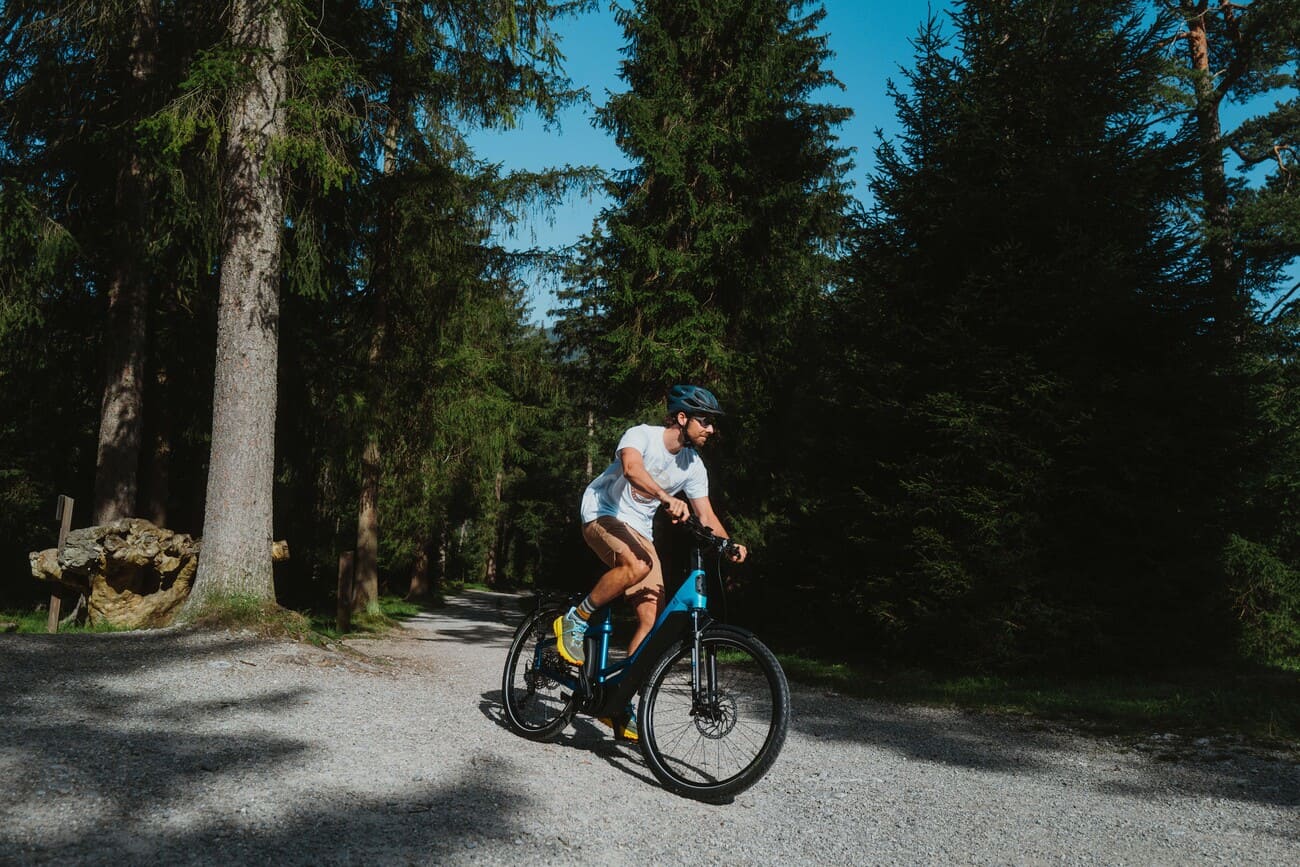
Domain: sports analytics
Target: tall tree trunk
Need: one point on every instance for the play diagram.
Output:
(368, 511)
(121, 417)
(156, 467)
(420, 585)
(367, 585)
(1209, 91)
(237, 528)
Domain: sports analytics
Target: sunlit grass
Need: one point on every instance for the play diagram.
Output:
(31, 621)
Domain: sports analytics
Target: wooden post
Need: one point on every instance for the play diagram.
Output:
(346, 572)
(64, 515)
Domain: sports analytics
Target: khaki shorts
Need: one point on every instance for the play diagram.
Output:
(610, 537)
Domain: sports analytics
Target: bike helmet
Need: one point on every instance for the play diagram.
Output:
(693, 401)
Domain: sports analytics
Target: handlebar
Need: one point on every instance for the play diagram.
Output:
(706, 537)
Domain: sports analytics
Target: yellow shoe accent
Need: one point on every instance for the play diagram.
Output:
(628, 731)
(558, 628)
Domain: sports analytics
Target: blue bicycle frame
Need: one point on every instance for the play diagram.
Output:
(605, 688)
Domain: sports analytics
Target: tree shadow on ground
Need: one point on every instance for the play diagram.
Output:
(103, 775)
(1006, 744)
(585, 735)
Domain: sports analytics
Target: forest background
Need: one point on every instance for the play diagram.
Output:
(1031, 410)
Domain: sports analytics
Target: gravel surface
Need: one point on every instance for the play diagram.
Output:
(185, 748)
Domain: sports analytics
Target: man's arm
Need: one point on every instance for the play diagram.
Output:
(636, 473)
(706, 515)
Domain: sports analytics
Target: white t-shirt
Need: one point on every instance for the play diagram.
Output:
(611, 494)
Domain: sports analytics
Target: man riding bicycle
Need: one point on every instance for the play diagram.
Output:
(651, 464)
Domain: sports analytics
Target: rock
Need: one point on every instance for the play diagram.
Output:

───

Problem description
Turn every line of the records above into a Markdown table with the columns Row and Line, numbering each line in Row. Skip blank lines, and leave the pictures out of the table.

Answer to the exercise
| Row | Line |
|---|---|
| 1 | Domain: sports analytics |
| 2 | Target: tall tree trunk |
| 3 | Need: one point on every instance for the play diagram. |
| 4 | Output: |
| 5 | (368, 511) |
| 6 | (121, 417) |
| 7 | (156, 467) |
| 8 | (420, 585) |
| 9 | (367, 585) |
| 10 | (1209, 91) |
| 11 | (237, 528) |
| 12 | Domain: sports analytics |
| 13 | Target: sunlit grass |
| 14 | Need: one point on every instance for the play diagram. |
| 15 | Output: |
| 16 | (31, 621) |
| 17 | Domain: sports analytics |
| 18 | Target: wooden post |
| 19 | Need: one point on every instance for the play diagram. |
| 20 | Output: |
| 21 | (346, 572) |
| 22 | (64, 515) |
| 23 | Domain: sports analytics |
| 24 | Target: khaki shorts |
| 25 | Need: one point on every instance for the play diagram. |
| 26 | Output: |
| 27 | (610, 537) |
| 28 | Domain: sports analytics |
| 29 | Target: bike helmet |
| 30 | Need: one point on every instance for the play diagram. |
| 31 | Output: |
| 32 | (693, 401) |
| 33 | Domain: sports analytics |
| 34 | Target: handlebar |
| 35 | Need: one point on every instance for the play diagram. |
| 36 | Output: |
| 37 | (706, 537) |
| 38 | Domain: sports analytics |
| 39 | Target: yellow shoe accent |
| 40 | Need: one point on every instance for the play diagram. |
| 41 | Output: |
| 42 | (628, 731) |
| 43 | (558, 628) |
| 44 | Domain: sports analytics |
| 45 | Target: blue bicycle frame |
| 46 | Need: one point on every instance for the play diagram. |
| 47 | Output: |
| 48 | (605, 688) |
| 49 | Domain: sports analytics |
| 50 | Target: tree shadow on ground |
| 51 | Need: one point on every instance for the play diagram. |
| 52 | Output: |
| 53 | (103, 775) |
| 54 | (1006, 744) |
| 55 | (585, 735) |
| 56 | Domain: sports analytics |
| 57 | Target: forest background |
| 58 | Need: one point on every instance for the play diagram. |
| 59 | Output: |
| 60 | (1031, 410) |
| 61 | Domain: sports analytics |
| 62 | Target: gravel surface |
| 63 | Need: one point on every instance for the play diagram. |
| 64 | Output: |
| 65 | (185, 748) |
| 66 | Domain: sports analytics |
| 67 | Target: man's arm |
| 68 | Need: one point on every instance for the play diagram. |
| 69 | Output: |
| 70 | (636, 473) |
| 71 | (706, 515) |
| 72 | Domain: sports analytics |
| 73 | Target: white t-shirt |
| 74 | Need: one point on every instance for the play diagram. |
| 75 | Output: |
| 76 | (611, 494) |
| 77 | Domain: sports analytics |
| 78 | Target: man riding bicycle |
| 79 | Need: one point on every instance for the play diagram. |
| 80 | Output: |
| 81 | (651, 464) |
| 82 | Domain: sports analytics |
| 83 | Target: rock |
| 84 | Need: one point on every instance for the play diagram. |
| 85 | Output: |